_COMPITO ASSEGNATO_.
Rispondi alle domande sul passo citato, che parla del film di Inarritu:
1. Da quale paese provengono i due pastorelli?
2. Qual è la nazionalità del regista?
3. In quale luogo viene sparato il proiettile?

_PASSO CITATO_.
>>

Una coppia americana di turisti,due pastorelli marocchini,una tata messicana e una ragazza giapponese sordo-muta...sono questi i personaggi della Babele di Inarritu,che realizza uno stupendo affresco sottolineando l’incomunicabilita’ che vige tra le persone anche quando parlano la stessa lingua e che ovviamente aumenta quando queste provengono da culture e nazioni differenti.
Ma la Babele del regista messicano è anche quella dei sentimenti e quella di un inevitabile fato del quale tutti siamo in balia,costretti a piegarci alle sue bizzarrie ed ai suoi capricci.
In questo caso il destino risiede in un proiettile sparato per gioco e per sfida nella desolazione del deserto marocchino,un letale mix di metalllo e polvere da sparo che sara’ destinato a cambiare la vita dei personaggi in questione, a volte in meglio altre in peggio,perché ogni azione ha un proprio effetto imprevedibile.

<<

_RECORD FORNITI_.
>>

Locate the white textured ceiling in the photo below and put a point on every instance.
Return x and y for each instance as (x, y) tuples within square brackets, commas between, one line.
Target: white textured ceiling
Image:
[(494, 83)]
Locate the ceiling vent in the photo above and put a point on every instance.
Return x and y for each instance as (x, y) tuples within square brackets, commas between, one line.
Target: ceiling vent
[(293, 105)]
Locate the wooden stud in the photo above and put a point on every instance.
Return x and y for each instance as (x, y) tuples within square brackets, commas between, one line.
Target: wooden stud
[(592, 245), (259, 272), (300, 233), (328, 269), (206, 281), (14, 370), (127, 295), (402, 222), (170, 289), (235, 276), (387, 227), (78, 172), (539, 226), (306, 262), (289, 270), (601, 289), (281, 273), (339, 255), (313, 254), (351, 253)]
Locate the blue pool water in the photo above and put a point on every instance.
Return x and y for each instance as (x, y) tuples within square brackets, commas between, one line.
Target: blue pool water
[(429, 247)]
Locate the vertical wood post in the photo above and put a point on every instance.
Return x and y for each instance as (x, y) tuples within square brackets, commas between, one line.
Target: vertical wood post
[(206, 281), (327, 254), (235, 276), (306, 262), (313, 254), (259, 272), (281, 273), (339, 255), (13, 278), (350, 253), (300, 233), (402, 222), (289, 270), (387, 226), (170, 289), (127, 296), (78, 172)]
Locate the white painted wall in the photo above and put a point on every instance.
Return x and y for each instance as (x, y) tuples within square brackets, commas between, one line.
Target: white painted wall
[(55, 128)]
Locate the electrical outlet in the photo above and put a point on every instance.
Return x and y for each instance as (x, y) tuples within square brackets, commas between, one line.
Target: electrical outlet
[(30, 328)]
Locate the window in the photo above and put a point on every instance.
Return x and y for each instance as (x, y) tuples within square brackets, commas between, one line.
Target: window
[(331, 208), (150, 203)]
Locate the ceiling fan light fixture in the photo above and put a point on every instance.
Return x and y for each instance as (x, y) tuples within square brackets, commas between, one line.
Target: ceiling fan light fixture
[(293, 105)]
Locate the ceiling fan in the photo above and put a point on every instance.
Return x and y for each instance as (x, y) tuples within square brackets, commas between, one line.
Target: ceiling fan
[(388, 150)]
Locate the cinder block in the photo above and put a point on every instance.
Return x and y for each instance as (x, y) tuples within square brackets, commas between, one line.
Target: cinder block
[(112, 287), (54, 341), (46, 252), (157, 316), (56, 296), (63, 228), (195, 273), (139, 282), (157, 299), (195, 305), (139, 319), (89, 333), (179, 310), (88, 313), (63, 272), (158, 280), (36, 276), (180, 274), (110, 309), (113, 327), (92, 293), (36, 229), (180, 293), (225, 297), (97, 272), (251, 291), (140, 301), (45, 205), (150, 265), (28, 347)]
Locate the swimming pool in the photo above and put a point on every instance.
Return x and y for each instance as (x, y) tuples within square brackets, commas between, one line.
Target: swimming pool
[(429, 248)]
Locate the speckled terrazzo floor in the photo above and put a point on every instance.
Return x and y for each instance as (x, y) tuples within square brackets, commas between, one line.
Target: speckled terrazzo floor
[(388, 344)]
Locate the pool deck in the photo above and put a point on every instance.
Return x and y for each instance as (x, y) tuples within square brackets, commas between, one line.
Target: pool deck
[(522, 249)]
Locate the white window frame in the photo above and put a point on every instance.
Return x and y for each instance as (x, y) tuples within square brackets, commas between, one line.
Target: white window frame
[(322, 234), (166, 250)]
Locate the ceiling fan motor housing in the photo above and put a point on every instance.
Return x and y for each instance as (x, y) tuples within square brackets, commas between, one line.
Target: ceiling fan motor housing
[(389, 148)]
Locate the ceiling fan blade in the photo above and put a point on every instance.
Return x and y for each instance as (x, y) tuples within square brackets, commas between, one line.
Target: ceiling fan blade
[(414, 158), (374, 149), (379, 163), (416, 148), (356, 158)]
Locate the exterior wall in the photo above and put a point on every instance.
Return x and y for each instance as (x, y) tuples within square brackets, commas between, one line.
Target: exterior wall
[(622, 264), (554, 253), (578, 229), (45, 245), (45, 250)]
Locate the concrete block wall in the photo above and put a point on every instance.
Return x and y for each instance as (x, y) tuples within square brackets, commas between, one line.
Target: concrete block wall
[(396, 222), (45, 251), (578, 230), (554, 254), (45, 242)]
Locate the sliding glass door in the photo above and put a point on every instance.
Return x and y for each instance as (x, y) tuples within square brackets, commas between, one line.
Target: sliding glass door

<<

_RISPOSTA AL COMPITO_.
1. I due pastorelli sono marocchini.
2. Il regista è messicano.
3. Il proiettile viene sparato nella desolazione del deserto marocchino.